• WHAT IS REQUIRED
Copy each of the records below line by line, keeping every character unchanged.

Excerpts from point annotation data:
* * *
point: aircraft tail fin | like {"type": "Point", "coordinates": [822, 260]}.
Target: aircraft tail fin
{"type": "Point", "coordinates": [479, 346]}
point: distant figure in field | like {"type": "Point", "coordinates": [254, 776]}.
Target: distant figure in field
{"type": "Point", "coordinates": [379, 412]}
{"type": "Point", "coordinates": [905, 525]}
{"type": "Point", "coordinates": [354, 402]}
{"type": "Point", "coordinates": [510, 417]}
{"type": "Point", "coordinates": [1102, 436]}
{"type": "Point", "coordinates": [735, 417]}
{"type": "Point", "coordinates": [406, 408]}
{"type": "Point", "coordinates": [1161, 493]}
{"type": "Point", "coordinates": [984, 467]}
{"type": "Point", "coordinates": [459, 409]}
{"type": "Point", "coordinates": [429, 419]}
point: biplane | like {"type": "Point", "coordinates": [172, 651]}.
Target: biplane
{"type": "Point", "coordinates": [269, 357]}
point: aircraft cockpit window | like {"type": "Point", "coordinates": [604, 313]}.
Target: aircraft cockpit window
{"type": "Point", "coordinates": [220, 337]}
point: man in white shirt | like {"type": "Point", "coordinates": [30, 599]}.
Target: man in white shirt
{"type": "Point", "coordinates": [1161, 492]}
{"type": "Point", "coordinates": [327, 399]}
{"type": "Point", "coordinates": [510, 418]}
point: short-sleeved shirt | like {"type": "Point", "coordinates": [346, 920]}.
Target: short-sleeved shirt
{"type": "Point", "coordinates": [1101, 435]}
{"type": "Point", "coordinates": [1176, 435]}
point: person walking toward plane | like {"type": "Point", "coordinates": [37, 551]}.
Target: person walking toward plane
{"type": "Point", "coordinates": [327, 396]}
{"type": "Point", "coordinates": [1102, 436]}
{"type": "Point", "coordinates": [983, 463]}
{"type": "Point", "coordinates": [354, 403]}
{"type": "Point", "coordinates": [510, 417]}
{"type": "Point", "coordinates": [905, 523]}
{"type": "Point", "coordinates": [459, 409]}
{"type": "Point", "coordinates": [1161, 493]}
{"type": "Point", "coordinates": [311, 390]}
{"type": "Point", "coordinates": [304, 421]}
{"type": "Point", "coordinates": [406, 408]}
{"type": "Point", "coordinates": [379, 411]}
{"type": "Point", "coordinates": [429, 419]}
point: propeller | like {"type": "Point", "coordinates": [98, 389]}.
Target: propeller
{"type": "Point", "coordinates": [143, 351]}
* * *
• FULL ANSWER
point: aircraft tail fin | like {"type": "Point", "coordinates": [822, 260]}.
Target: aircraft tail fin
{"type": "Point", "coordinates": [479, 346]}
point: distant figure in field | like {"type": "Point", "coordinates": [254, 776]}.
Target: distant figure in field
{"type": "Point", "coordinates": [379, 412]}
{"type": "Point", "coordinates": [905, 525]}
{"type": "Point", "coordinates": [354, 402]}
{"type": "Point", "coordinates": [510, 417]}
{"type": "Point", "coordinates": [1102, 436]}
{"type": "Point", "coordinates": [735, 417]}
{"type": "Point", "coordinates": [406, 408]}
{"type": "Point", "coordinates": [1161, 493]}
{"type": "Point", "coordinates": [984, 467]}
{"type": "Point", "coordinates": [459, 409]}
{"type": "Point", "coordinates": [429, 419]}
point: biplane | like {"type": "Point", "coordinates": [172, 651]}.
Target: biplane
{"type": "Point", "coordinates": [269, 357]}
point: aircraft cockpit window | like {"type": "Point", "coordinates": [604, 313]}.
Target: aircraft cockpit window
{"type": "Point", "coordinates": [220, 337]}
point: man in white shirt | like {"type": "Point", "coordinates": [30, 599]}.
Target: man in white shirt
{"type": "Point", "coordinates": [1161, 492]}
{"type": "Point", "coordinates": [327, 399]}
{"type": "Point", "coordinates": [510, 418]}
point: short-sleeved shirt | like {"type": "Point", "coordinates": [346, 920]}.
Target: short-sleeved shirt
{"type": "Point", "coordinates": [1101, 435]}
{"type": "Point", "coordinates": [1176, 435]}
point: person walking toward plane | like {"type": "Point", "coordinates": [37, 551]}.
Target: person walking toward plane
{"type": "Point", "coordinates": [327, 396]}
{"type": "Point", "coordinates": [1102, 436]}
{"type": "Point", "coordinates": [983, 463]}
{"type": "Point", "coordinates": [354, 403]}
{"type": "Point", "coordinates": [510, 417]}
{"type": "Point", "coordinates": [905, 523]}
{"type": "Point", "coordinates": [459, 409]}
{"type": "Point", "coordinates": [1161, 493]}
{"type": "Point", "coordinates": [311, 390]}
{"type": "Point", "coordinates": [304, 421]}
{"type": "Point", "coordinates": [406, 408]}
{"type": "Point", "coordinates": [379, 411]}
{"type": "Point", "coordinates": [429, 419]}
point: propeller | like {"type": "Point", "coordinates": [98, 389]}.
Target: propeller
{"type": "Point", "coordinates": [143, 351]}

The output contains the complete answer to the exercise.